* **Given problem**:
Copy out every line of the following records verbatim, keeping each character and line break unchanged.

****************************************

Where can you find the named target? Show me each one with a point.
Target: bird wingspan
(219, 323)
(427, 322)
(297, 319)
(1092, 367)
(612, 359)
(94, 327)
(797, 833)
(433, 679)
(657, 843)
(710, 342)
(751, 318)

****************************************

* **Exercise output**:
Where can you find the named target? Show me each one with a point.
Target: bird wingspan
(219, 323)
(427, 322)
(297, 319)
(1092, 367)
(612, 359)
(94, 327)
(797, 833)
(433, 679)
(657, 843)
(710, 342)
(751, 318)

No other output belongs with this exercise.